> **YOUR TASK**
Write out all of the entries exactly as given.

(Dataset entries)

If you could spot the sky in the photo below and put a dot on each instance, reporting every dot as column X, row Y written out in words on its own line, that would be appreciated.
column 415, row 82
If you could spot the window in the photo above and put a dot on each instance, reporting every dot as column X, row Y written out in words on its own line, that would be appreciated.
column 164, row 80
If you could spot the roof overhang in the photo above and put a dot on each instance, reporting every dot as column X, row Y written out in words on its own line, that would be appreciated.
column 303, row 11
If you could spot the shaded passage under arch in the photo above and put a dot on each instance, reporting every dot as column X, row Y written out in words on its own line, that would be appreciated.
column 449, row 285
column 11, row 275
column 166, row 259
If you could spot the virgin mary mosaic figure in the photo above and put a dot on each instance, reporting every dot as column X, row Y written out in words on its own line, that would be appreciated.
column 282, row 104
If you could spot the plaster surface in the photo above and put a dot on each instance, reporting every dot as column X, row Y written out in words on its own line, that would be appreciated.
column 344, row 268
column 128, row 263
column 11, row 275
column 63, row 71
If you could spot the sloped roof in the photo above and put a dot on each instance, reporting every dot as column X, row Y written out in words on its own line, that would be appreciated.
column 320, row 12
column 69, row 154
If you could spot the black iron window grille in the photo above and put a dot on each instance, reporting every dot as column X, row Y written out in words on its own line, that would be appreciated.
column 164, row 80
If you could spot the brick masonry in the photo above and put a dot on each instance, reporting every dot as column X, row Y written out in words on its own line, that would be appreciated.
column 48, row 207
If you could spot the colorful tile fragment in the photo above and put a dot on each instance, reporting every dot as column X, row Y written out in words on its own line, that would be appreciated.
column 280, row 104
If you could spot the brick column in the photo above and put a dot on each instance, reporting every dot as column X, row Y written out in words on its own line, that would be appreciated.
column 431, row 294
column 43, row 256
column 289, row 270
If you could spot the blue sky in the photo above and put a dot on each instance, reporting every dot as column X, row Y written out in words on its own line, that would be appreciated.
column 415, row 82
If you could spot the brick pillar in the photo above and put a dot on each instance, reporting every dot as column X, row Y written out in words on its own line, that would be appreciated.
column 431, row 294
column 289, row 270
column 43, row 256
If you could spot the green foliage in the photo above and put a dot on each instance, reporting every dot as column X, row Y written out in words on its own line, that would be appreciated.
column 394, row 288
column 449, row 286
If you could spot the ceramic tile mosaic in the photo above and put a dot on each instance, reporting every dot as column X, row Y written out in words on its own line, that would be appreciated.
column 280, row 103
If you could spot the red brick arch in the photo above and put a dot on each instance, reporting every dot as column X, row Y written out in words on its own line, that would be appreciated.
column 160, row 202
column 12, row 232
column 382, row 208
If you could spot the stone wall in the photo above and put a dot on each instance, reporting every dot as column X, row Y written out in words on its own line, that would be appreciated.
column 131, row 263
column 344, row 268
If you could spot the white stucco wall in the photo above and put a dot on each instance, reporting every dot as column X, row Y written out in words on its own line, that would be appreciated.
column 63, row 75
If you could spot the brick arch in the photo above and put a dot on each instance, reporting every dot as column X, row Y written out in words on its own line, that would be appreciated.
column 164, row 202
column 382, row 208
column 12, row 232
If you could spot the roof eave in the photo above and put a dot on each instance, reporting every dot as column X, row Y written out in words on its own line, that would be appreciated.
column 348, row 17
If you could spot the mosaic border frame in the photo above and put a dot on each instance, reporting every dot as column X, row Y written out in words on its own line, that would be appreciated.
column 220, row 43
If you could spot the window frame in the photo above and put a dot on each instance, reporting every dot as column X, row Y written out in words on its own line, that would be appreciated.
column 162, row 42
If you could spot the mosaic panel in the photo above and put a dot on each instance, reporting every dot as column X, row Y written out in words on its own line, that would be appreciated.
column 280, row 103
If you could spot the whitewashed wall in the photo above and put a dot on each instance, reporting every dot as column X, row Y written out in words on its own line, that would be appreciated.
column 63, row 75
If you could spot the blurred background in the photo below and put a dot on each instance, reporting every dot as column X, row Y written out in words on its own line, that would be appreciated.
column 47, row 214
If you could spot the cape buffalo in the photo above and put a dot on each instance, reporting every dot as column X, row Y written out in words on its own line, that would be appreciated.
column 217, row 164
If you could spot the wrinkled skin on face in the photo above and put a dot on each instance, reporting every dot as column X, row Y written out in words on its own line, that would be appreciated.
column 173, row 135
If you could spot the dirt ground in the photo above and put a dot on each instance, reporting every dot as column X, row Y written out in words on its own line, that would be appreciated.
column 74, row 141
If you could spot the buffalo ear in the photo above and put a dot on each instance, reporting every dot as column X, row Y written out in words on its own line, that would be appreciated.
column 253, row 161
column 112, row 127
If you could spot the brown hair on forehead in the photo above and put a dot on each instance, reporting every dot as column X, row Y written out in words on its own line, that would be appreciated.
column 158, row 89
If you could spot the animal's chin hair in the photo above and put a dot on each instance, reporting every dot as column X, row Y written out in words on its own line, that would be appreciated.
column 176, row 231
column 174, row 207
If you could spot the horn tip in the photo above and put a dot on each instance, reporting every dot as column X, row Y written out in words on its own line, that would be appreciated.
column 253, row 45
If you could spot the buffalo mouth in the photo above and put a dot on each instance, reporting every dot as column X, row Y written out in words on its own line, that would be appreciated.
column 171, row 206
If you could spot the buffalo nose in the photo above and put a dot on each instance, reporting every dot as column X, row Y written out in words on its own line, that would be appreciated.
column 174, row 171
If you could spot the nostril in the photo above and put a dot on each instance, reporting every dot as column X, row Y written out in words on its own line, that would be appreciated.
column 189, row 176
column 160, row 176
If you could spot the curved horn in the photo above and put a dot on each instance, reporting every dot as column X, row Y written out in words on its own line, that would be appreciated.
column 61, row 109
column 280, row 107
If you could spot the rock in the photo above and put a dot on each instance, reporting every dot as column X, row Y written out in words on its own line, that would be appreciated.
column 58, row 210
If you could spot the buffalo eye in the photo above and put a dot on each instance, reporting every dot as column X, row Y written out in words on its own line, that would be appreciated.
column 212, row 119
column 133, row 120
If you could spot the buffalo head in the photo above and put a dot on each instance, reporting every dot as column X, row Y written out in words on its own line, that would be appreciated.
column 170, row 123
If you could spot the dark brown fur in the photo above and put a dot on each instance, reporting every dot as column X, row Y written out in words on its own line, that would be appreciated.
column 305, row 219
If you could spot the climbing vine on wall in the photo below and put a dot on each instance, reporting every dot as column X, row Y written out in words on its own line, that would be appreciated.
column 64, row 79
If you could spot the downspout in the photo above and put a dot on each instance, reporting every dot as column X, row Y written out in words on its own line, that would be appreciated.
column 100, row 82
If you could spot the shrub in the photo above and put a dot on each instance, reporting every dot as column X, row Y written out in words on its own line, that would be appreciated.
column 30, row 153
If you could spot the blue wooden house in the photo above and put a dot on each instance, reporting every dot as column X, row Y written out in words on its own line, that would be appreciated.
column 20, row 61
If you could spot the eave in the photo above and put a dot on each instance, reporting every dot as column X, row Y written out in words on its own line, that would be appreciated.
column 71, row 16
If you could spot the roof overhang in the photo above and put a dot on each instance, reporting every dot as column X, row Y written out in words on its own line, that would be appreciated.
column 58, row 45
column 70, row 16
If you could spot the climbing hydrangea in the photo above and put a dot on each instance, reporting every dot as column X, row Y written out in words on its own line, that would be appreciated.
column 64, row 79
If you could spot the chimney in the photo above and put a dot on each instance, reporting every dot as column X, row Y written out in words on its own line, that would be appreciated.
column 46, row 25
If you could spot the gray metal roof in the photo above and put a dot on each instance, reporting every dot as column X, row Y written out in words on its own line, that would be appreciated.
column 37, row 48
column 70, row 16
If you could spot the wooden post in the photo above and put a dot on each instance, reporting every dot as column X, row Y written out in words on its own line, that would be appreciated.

> **WRITTEN RESPONSE**
If you could spot the sky in the photo below and put a dot on each instance, reporting every dot as column X, row Y written out in words on its own line, that would be appreciated.
column 415, row 82
If you could spot the window in the photo above and put a dot on each instance, reporting every dot as column X, row Y written out in words on its own line, that would be appreciated.
column 164, row 80
If you could spot the roof overhang in the photo above and put a dot on each instance, reporting every dot as column X, row Y written out in words on its own line, that would be appreciated.
column 303, row 11
If you could spot the shaded passage under arch in the photo above and put a dot on each instance, reporting every dot as column X, row Y written out in words on its own line, that would be appreciated.
column 449, row 285
column 11, row 275
column 166, row 259
If you could spot the virgin mary mosaic figure in the photo above and put a dot on each instance, reporting every dot as column X, row Y written out in words on its own line, that would be appreciated.
column 282, row 104
If you could spot the plaster surface in the photo above and put a dot on each instance, reporting every dot as column X, row Y written out in words on its own line, that would be appreciated.
column 344, row 268
column 128, row 263
column 11, row 275
column 63, row 71
If you could spot the sloped roof in the photo above and put a dot on each instance, reporting every dot as column X, row Y written out in words on its own line, that would be appreciated.
column 320, row 12
column 69, row 154
If you could spot the black iron window grille in the photo above and put a dot on each instance, reporting every dot as column X, row Y written out in words on its own line, that would be appreciated.
column 164, row 80
If you could spot the brick masonry in the photo above and put a dot on each instance, reporting every dot as column X, row Y written out in words on its own line, that would be appreciated.
column 48, row 207
If you could spot the colorful tile fragment in the photo above and put a dot on each instance, reporting every dot as column X, row Y written out in words on its own line, that would be appreciated.
column 280, row 104
If you could spot the brick column in the photo above and put a dot on each instance, reporting every dot as column X, row Y written out in words on its own line, that would be appreciated.
column 431, row 294
column 43, row 256
column 289, row 270
If you could spot the blue sky in the photo above and put a dot on each instance, reporting every dot as column X, row Y written out in words on its own line, that would be appreciated.
column 415, row 82
If you could spot the brick pillar in the photo above and put a dot on each instance, reporting every dot as column X, row Y written out in words on its own line, that would be appreciated.
column 431, row 294
column 289, row 270
column 43, row 256
If you could spot the green foliage in the photo above and put a dot on each instance, reporting every dot as column X, row Y written out in words on its own line, that would be appreciated.
column 394, row 288
column 449, row 286
If you could spot the ceramic tile mosaic in the photo above and put a dot on each instance, reporting every dot as column X, row Y written out in words on its own line, that would be appreciated.
column 280, row 103
If you could spot the red brick arch in the photo above and put a dot on each instance, reporting every dot as column X, row Y written out in words on its own line, that would be appreciated.
column 160, row 202
column 12, row 232
column 382, row 208
If you could spot the stone wall in the photo above and put a dot on each instance, reporting every dot as column X, row Y written out in words on its own line, that would be appreciated.
column 131, row 263
column 344, row 268
If you could spot the white stucco wall in the photo above and put a dot on each instance, reporting every dot as column X, row Y written out in words on its own line, that would be appreciated.
column 63, row 75
If you could spot the brick arch in the photo above and put a dot on each instance, reporting every dot as column X, row Y written out in words on its own line, that would be appreciated.
column 164, row 202
column 382, row 208
column 12, row 232
If you could spot the roof eave in the photo above and put a dot on each instance, reporting every dot as column X, row Y written out in words on its own line, that would be appreciated.
column 348, row 17
If you could spot the mosaic border frame in the photo above and put a dot on each instance, reporting every dot as column X, row Y written out in words on its own line, that would be appreciated.
column 220, row 43
If you could spot the window frame in the photo above and put a dot on each instance, reporting every dot as column X, row Y written out in words on its own line, that would be appreciated.
column 162, row 42
If you could spot the mosaic panel in the photo above and put a dot on each instance, reporting every dot as column X, row Y written out in words on its own line, that would be appreciated.
column 280, row 103
If you could spot the whitewashed wall in the photo above and put a dot on each instance, reporting every dot as column X, row Y written out in words on its own line, that would be appreciated.
column 63, row 75
If you could spot the blurred background in the photo below and put a dot on each instance, reporting every dot as column X, row Y written out in words on its own line, that would be appreciated.
column 47, row 214
If you could spot the cape buffalo in the photo above and put a dot on each instance, reporting every dot as column X, row Y written out in words on its own line, that would be appreciated.
column 217, row 164
If you could spot the wrinkled skin on face in the photo above and put a dot on each instance, reporting every dot as column X, row Y written out in words on its own line, that would be appreciated.
column 173, row 135
If you could spot the dirt ground in the photo above and put a dot on each instance, reporting every dot as column X, row Y written out in words on its own line, that would be appreciated.
column 74, row 141
If you could spot the buffalo ear in the photo above and put a dot on each instance, reporting every dot as column X, row Y written out in words on its own line, that would be appreciated.
column 253, row 161
column 112, row 127
If you could spot the brown hair on forehead in the photo above and put a dot on each instance, reporting every dot as column X, row Y written out in words on its own line, that would be appreciated.
column 158, row 89
If you could spot the animal's chin hair in the photo above and put a dot on each instance, reporting every dot as column X, row Y written out in words on its own line, that would be appreciated.
column 176, row 231
column 174, row 207
If you could spot the horn tip in the photo above and put a dot on each instance, reporting every dot as column X, row Y written out in words on its own line, that would be appreciated.
column 253, row 45
If you could spot the buffalo mouth in the photo above and put a dot on each instance, reporting every dot as column X, row Y written out in words on its own line, that would be appreciated.
column 171, row 206
If you could spot the buffalo nose in the photo above and put a dot on each instance, reporting every dot as column X, row Y written out in words on its own line, that would be appreciated.
column 174, row 171
If you could spot the nostril in the photo above and put a dot on each instance, reporting every dot as column X, row Y written out in words on its own line, that would be appreciated.
column 189, row 176
column 160, row 176
If you could spot the curved horn in the photo above and put a dot on each instance, reporting every dot as column X, row Y written out in words on its own line, that would be appreciated.
column 61, row 109
column 280, row 107
If you could spot the rock in the photo above and put a dot on each instance, reporting every dot as column X, row Y written out in words on its own line, that would be appreciated.
column 58, row 210
If you could spot the buffalo eye in the photo above and put a dot on each instance, reporting every dot as column X, row Y written out in words on its own line, that would be appreciated.
column 212, row 119
column 133, row 120
If you could spot the buffalo head in the photo above and put a dot on each instance, reporting every dot as column X, row Y written out in words on its own line, that would be appreciated.
column 170, row 123
If you could spot the dark brown fur in the photo above and put a dot on each instance, reporting every dot as column X, row Y written out in words on its own line, that would be appreciated.
column 305, row 219
If you could spot the climbing vine on wall in the photo below and put a dot on each instance, reporting every dot as column X, row Y written out in words on its own line, that would be appreciated.
column 64, row 79
If you could spot the downspout in the photo above and put a dot on each instance, reporting every dot as column X, row Y written out in words on its own line, that would be appreciated.
column 100, row 82
If you could spot the shrub in the photo above and put a dot on each instance, reporting every dot as column X, row Y written out in words on its own line, that would be appreciated.
column 30, row 153
If you could spot the blue wooden house in the photo above and put a dot on each instance, reporting every dot as column X, row Y written out in words on its own line, that would be appreciated.
column 20, row 61
If you could spot the eave in the photo above and put a dot on each instance, reporting every dot as column X, row Y written out in words on its own line, that would be appreciated.
column 71, row 16
If you could spot the roof overhang in the photo above and put a dot on each instance, reporting every dot as column X, row Y written out in words on its own line, that would be appreciated.
column 58, row 45
column 70, row 16
If you could spot the climbing hydrangea in the photo above and put a dot on each instance, reporting every dot as column X, row Y written out in words on its own line, that would be appreciated.
column 64, row 79
If you could spot the chimney in the photo above and put a dot on each instance, reporting every dot as column X, row Y written out in words on its own line, that would be appreciated.
column 46, row 25
If you could spot the gray metal roof in the photo above and put a dot on each instance, reporting every dot as column X, row Y written out in words on its own line, that would be appreciated.
column 37, row 48
column 70, row 16
If you could spot the wooden post in the photo above and put a dot on each instance, reporting every dot as column X, row Y written out in words on its own line, that would be appreciated.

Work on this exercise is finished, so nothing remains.